(Exercise instructions)
Look through the entries below for the line that contains "the dry brown", then set down that line and each one after it exactly, through the last.

(Exercise input)
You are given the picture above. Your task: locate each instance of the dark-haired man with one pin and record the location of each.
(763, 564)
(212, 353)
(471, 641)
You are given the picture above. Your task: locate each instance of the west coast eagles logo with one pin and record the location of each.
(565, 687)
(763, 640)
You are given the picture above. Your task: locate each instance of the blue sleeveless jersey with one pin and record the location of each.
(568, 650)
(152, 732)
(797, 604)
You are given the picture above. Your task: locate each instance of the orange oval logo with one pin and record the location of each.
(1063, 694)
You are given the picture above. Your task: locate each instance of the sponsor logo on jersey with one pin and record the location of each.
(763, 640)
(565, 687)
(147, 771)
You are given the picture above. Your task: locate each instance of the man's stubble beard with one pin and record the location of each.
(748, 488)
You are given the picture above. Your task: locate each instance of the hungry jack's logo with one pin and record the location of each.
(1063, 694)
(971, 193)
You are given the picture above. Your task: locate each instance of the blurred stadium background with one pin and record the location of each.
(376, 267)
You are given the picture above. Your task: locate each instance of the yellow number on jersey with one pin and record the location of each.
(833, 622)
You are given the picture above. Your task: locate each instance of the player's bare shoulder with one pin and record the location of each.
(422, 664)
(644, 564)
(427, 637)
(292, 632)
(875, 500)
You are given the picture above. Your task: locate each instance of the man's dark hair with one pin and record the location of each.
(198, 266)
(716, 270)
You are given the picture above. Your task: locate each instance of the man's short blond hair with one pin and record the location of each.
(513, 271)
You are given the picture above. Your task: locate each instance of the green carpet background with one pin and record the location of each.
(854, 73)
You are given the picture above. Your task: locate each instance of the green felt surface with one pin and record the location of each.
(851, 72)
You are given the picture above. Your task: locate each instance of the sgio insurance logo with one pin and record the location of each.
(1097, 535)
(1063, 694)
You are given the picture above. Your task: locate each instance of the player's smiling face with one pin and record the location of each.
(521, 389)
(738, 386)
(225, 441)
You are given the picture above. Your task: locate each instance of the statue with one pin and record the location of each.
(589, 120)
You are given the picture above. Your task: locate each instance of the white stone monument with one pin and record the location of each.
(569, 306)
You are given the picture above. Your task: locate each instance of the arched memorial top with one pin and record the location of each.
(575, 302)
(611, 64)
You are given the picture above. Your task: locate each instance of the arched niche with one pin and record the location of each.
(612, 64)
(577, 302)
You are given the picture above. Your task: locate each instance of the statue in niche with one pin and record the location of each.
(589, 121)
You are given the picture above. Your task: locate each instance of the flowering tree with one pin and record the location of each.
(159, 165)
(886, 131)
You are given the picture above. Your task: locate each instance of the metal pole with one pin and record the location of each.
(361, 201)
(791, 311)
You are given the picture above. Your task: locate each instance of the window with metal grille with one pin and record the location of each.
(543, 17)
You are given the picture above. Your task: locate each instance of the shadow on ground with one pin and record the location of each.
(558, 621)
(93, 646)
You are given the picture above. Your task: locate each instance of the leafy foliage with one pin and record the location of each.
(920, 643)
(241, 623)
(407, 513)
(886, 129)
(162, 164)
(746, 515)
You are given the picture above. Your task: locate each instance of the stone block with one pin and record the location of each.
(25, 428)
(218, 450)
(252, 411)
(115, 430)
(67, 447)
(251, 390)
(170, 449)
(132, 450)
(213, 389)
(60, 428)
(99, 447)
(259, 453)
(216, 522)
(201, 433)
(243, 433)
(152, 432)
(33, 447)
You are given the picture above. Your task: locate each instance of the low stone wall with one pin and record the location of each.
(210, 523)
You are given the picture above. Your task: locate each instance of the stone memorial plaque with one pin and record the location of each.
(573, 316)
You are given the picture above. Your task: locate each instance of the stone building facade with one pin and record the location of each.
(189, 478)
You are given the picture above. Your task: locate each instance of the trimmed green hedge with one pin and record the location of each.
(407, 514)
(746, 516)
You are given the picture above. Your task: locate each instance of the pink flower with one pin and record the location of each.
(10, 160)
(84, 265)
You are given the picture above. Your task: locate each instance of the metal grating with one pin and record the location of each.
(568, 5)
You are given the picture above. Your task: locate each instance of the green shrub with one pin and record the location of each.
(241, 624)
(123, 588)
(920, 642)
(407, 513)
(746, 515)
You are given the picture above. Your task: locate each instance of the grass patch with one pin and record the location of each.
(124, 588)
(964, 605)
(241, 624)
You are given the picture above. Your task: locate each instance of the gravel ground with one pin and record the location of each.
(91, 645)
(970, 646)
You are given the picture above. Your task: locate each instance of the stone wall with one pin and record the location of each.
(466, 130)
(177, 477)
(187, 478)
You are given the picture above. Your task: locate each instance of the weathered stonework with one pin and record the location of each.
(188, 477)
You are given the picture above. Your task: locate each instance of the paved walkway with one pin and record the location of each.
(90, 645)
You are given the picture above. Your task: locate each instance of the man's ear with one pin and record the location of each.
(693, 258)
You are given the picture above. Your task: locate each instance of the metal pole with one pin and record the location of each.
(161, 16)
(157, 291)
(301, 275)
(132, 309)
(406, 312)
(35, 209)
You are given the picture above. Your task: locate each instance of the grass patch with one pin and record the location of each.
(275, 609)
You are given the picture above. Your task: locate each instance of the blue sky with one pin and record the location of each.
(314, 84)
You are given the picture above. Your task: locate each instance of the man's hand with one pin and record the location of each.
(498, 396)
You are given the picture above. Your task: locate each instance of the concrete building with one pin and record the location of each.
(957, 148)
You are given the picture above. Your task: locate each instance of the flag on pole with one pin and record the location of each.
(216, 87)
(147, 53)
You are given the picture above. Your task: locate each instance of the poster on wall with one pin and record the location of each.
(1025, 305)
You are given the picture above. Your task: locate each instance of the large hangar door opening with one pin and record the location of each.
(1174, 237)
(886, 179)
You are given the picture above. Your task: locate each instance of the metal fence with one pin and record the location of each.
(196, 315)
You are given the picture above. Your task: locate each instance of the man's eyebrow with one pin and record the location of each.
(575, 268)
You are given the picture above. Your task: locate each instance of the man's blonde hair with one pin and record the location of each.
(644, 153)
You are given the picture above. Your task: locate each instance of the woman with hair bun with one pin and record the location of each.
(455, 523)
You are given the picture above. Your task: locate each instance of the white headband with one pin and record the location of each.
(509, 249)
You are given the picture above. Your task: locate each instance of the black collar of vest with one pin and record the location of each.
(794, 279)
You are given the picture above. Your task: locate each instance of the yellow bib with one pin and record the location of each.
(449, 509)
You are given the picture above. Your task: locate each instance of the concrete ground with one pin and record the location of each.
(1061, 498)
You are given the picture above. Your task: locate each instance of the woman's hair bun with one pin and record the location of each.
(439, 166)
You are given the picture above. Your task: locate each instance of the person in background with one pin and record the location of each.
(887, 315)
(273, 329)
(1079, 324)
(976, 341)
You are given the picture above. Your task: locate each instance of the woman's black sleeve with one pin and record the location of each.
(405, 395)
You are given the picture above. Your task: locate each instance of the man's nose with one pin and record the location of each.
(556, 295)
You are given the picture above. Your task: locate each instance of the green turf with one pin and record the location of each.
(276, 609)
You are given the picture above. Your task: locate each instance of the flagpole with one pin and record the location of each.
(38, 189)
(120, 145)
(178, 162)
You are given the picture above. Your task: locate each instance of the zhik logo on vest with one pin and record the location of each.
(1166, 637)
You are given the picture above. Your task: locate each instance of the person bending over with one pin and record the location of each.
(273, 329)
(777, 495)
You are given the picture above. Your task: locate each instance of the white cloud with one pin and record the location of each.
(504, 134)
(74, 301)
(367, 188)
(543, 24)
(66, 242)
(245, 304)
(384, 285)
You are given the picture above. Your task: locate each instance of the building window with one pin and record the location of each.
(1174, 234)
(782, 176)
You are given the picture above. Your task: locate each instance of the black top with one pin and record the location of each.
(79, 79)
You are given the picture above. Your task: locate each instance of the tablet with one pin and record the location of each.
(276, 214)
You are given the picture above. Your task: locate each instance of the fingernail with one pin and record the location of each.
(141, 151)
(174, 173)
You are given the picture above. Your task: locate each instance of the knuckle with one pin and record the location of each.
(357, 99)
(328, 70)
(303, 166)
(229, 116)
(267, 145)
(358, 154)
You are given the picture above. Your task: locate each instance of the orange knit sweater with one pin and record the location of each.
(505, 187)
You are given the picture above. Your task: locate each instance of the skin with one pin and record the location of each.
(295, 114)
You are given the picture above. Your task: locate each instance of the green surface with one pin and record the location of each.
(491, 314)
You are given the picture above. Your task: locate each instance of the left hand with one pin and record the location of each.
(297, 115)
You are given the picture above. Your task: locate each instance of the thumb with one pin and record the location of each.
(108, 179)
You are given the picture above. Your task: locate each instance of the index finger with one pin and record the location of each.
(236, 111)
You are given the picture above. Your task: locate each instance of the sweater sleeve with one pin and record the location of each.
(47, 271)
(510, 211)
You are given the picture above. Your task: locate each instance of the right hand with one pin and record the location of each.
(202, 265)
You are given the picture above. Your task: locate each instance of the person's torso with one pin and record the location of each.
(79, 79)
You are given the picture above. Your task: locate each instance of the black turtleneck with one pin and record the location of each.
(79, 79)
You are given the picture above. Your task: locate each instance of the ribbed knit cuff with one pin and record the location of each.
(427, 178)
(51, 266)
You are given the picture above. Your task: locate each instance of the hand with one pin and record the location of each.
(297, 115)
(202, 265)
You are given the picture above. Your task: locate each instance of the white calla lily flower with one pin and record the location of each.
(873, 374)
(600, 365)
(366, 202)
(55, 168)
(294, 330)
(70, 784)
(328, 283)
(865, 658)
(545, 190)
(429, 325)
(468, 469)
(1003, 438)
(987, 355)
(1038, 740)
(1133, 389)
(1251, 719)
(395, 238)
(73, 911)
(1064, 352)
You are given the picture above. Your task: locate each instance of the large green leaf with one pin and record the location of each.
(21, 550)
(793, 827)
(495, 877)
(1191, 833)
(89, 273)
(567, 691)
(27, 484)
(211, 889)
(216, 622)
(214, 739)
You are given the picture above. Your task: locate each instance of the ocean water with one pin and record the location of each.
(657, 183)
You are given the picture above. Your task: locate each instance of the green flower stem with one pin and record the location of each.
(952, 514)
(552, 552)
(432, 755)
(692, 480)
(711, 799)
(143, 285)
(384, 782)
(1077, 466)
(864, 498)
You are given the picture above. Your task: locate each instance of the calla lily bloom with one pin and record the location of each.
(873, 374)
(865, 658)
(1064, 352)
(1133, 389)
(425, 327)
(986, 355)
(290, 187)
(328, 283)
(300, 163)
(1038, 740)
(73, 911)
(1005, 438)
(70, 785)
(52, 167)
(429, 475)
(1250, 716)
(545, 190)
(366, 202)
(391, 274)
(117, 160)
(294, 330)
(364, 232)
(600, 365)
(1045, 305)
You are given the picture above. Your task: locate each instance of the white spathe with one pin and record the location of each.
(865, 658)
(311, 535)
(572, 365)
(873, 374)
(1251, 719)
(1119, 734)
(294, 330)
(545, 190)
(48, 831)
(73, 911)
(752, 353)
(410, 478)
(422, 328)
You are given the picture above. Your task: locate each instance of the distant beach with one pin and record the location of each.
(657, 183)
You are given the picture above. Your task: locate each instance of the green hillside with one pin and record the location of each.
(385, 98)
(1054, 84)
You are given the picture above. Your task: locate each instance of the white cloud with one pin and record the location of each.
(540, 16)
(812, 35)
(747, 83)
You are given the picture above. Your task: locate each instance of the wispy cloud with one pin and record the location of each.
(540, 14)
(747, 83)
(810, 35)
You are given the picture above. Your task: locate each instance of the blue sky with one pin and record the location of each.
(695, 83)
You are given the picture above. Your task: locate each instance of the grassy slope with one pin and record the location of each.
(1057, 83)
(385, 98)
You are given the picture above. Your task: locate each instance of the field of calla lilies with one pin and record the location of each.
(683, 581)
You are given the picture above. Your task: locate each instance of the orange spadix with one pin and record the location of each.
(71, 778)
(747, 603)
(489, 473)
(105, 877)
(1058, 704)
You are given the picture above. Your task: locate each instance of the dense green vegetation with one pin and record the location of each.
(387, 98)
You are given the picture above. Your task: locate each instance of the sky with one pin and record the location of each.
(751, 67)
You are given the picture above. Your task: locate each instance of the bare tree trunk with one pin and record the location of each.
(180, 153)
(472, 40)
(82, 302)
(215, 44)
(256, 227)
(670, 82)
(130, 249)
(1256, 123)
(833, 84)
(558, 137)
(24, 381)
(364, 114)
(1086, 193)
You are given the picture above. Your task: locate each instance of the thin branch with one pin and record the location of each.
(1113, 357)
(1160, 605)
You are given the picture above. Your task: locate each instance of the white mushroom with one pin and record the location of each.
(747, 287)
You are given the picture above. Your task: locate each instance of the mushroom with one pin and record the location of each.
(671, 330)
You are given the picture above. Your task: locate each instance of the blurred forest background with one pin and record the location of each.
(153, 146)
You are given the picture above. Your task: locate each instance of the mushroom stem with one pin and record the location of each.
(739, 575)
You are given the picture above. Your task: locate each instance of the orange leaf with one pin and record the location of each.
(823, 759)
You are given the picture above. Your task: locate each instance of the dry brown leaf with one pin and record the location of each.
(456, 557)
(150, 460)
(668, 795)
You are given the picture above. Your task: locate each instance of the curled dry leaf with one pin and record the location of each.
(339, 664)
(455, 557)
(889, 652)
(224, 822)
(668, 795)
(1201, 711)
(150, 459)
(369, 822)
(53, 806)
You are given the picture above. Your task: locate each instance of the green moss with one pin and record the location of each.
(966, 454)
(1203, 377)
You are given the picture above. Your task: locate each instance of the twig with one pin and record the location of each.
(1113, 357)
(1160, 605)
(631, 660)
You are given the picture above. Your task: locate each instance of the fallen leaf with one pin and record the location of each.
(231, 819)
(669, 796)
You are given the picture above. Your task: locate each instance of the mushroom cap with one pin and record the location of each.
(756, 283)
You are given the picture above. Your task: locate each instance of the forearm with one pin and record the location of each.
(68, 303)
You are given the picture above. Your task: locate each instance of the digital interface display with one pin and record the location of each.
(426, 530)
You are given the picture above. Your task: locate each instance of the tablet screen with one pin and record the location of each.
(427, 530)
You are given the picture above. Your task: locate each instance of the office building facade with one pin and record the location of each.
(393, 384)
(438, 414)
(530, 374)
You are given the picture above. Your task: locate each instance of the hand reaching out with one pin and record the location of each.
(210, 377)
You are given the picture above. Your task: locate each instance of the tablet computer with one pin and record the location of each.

(Solution for this exercise)
You are given the picture above. Your task: locate each instance of the dry brown leaf with one pin and record the location of each.
(456, 557)
(150, 460)
(668, 795)
You are given the picture above. Your task: locate each instance of the curled dry leaf with one pin and record the location of each.
(339, 664)
(455, 557)
(889, 652)
(224, 822)
(668, 795)
(1201, 711)
(150, 459)
(369, 822)
(53, 806)
You are given the picture above. Your task: locate each instance of the green moss with one pin and record the location of each.
(966, 454)
(1203, 377)
You are given the picture above. Your task: locate each instance of the twig with one pin and record the location of each.
(1113, 357)
(1160, 605)
(631, 660)
You are given the picture above. Your task: locate each instance of the fallen leaf with one pin and record the location of each.
(231, 819)
(669, 796)
You are given the picture above. Your task: locate each instance of the mushroom cap with one pin and record the location of each.
(756, 283)
You are given the picture above. Your task: locate each instance of the forearm with one pin and record the location of each.
(68, 303)
You are given the picture above. Your task: locate each instance of the digital interface display with one pin and record the location of each.
(426, 530)
You are given the picture above. Your task: locate each instance of the tablet screen with one pin and record the location of each.
(427, 530)
You are given the picture above. Your task: locate each instance of the office building facade with one pin and record the location of each.
(393, 384)
(438, 414)
(530, 374)
You are given the picture above. Your task: locate each instance of the hand reaching out with one pin and record the location of each.
(210, 377)
You are given the picture above. Your task: locate each instance of the tablet computer with one pin and record the location of each.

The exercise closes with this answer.